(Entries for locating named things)
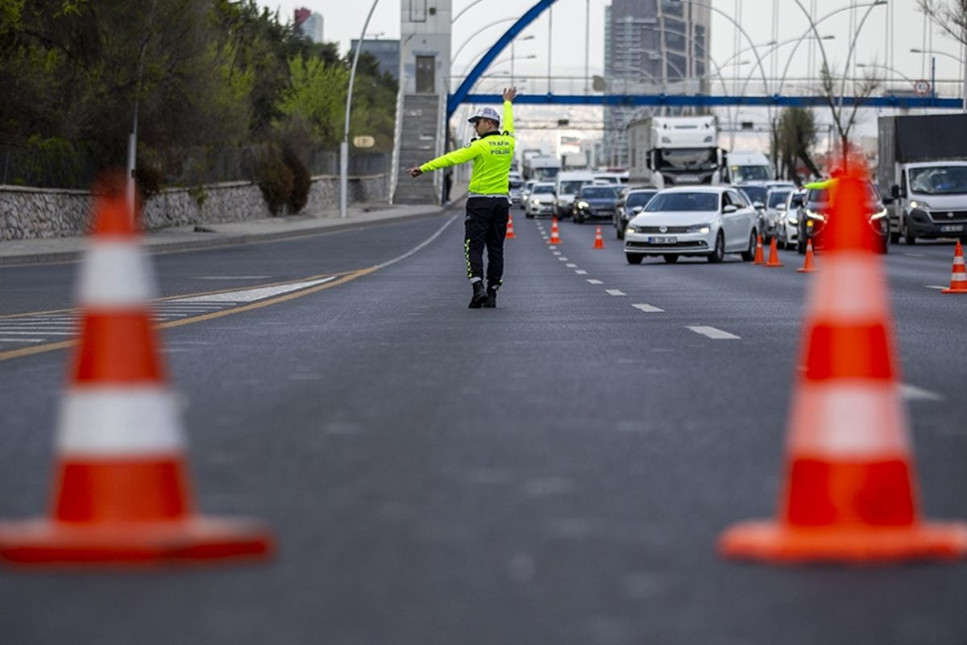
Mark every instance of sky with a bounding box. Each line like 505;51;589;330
259;0;964;152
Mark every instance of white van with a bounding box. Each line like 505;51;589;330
554;170;594;217
728;151;773;184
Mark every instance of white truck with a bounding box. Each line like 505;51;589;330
628;116;725;189
877;114;967;244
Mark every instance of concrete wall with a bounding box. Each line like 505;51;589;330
0;175;389;240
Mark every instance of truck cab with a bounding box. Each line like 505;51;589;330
890;161;967;244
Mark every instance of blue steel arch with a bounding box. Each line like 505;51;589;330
447;0;557;121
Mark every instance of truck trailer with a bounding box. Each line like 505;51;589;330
877;114;967;244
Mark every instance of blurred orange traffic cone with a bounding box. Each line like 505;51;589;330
591;226;604;249
796;240;816;273
941;240;967;293
766;236;782;267
0;178;272;566
719;169;967;562
752;235;766;264
547;217;561;244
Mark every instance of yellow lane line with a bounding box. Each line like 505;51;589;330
0;267;379;361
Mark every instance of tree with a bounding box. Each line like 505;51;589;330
776;107;821;178
820;62;880;170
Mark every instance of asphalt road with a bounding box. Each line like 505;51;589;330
0;210;967;645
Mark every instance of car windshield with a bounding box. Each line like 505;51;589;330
766;190;789;208
910;166;967;195
625;191;657;208
645;193;719;213
730;166;772;181
561;180;584;195
581;186;614;199
741;186;768;203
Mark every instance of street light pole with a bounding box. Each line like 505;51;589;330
339;0;379;219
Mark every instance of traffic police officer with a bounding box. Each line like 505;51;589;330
407;87;517;309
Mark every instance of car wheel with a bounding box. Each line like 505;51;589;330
742;229;756;262
708;231;725;264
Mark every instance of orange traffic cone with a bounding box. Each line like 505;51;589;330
766;237;782;267
719;169;967;562
591;226;604;249
796;240;816;273
0;178;272;566
547;217;561;244
941;240;967;293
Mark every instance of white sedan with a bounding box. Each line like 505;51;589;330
625;186;758;264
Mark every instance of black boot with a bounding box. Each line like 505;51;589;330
470;281;487;309
484;285;500;309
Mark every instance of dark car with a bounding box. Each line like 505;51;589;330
574;185;618;224
614;188;658;240
796;181;890;255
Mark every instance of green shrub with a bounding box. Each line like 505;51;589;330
282;148;312;213
256;147;294;215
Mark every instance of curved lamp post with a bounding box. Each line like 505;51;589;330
339;0;379;218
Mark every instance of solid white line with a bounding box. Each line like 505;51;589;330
688;326;739;340
900;383;943;401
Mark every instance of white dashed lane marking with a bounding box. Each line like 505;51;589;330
688;325;739;340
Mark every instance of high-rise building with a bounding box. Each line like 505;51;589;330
295;7;322;43
603;0;712;166
349;38;400;81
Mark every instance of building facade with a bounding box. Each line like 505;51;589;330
602;0;712;167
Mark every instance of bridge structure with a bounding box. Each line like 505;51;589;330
446;0;964;120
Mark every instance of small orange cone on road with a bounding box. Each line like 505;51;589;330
547;217;561;244
796;240;816;273
766;237;782;267
941;240;967;293
719;169;967;563
591;226;604;249
0;177;272;567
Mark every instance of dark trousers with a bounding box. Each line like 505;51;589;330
463;197;510;287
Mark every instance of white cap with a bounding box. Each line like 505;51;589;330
467;105;500;125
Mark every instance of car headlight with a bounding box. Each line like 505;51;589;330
806;210;826;222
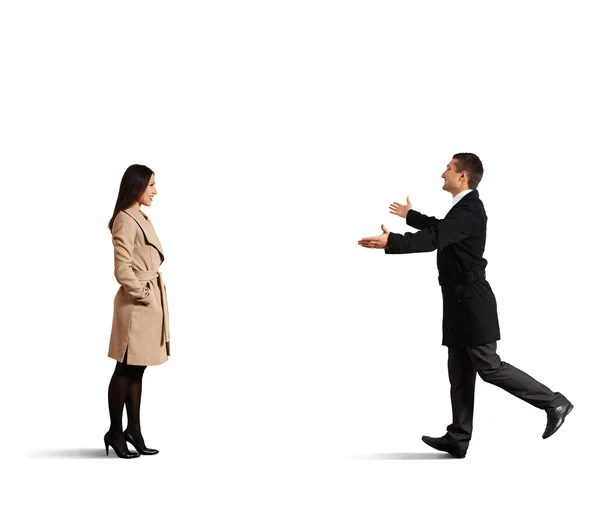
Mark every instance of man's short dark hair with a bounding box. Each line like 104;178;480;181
452;153;483;190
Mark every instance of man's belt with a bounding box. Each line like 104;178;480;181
438;271;485;285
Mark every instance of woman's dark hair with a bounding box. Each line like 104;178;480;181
108;164;154;231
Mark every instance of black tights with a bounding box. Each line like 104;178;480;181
108;351;146;444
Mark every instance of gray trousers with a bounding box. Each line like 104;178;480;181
446;341;566;450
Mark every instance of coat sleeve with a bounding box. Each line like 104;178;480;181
112;214;150;305
385;207;476;254
406;209;439;229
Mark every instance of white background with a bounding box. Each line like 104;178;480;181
0;0;600;519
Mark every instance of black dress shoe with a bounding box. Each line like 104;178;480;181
125;430;158;455
421;435;467;459
104;432;140;459
542;401;573;439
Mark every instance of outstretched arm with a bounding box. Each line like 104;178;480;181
390;197;439;229
406;209;440;229
385;207;474;254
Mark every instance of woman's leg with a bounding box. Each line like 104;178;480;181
107;352;129;451
125;366;146;444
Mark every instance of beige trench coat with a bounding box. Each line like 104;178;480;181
108;206;171;365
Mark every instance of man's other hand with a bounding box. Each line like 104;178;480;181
390;197;412;218
358;224;390;249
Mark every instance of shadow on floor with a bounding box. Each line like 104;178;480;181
26;448;109;459
346;453;454;460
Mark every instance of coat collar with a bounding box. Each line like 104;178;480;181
446;190;479;216
123;205;165;259
452;190;479;208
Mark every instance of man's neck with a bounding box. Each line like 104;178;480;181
452;186;469;199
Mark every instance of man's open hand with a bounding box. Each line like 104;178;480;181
358;224;390;249
390;197;412;218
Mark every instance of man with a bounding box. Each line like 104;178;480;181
358;153;573;458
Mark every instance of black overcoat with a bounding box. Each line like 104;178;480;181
385;190;500;347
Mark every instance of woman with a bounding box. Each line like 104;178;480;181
104;164;170;458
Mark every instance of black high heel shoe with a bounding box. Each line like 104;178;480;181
104;432;140;459
124;430;158;455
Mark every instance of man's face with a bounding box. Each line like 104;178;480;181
442;159;468;195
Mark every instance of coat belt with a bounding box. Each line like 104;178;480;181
438;271;485;285
133;269;170;343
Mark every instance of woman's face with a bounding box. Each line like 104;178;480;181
139;174;158;206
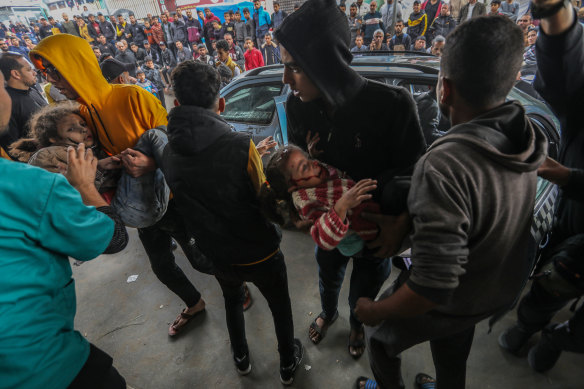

# [Task statement]
Present the lines of the items as a Markdown table, from the line with "Mark every instance of woman's leg" up to and including the line with "442;159;468;195". Use the columns Row and Item Line, number each row, and leave out any blank lines.

# [Problem solution]
| Row | Item Line |
|---|---|
| 1 | Mark every instance of woman's leg with a bounding box. Each line like 104;178;480;181 |
| 2 | 107;352;129;451 |
| 3 | 125;366;146;444 |
| 4 | Mark every instance of beige trench coat with a bounding box. Each line like 104;178;480;181 |
| 5 | 108;206;171;365 |
| 6 | Mark every instance of man's other hand with a bounding box. Each line like 104;178;480;181 |
| 7 | 390;197;412;218 |
| 8 | 358;224;390;249 |
| 9 | Mark every instance of shadow on floor with a bounding box. Each line like 104;178;480;181 |
| 10 | 26;448;109;459 |
| 11 | 346;453;454;460 |
| 12 | Mark every instance of coat collar with a bounding box. Each line like 104;178;480;181 |
| 13 | 446;190;479;216 |
| 14 | 123;205;165;259 |
| 15 | 452;190;479;208 |
| 16 | Mark every instance of man's neck with a bounding box. Each line like 104;178;480;181 |
| 17 | 452;186;469;199 |
| 18 | Mark every instance of man's open hand with a bounding box. Each line like 104;178;480;181 |
| 19 | 358;224;390;249 |
| 20 | 390;197;412;218 |
| 21 | Mark every instance of man with a bounding box. Each line like 104;178;480;181 |
| 22 | 358;153;573;458 |
| 23 | Mark every instance of black overcoat with a bounding box. Each line like 104;178;480;181 |
| 24 | 385;190;500;347 |
| 25 | Mark every instance of woman with a bounding box. Each line like 104;178;480;181 |
| 26 | 104;164;170;458 |
| 27 | Mark every instance of black high heel shoe with a bounding box. Each line like 104;178;480;181 |
| 28 | 104;432;140;459 |
| 29 | 124;430;158;455 |
| 30 | Mark every instance of man's face with a bounding box. Each line like 104;178;480;181 |
| 31 | 442;159;468;195 |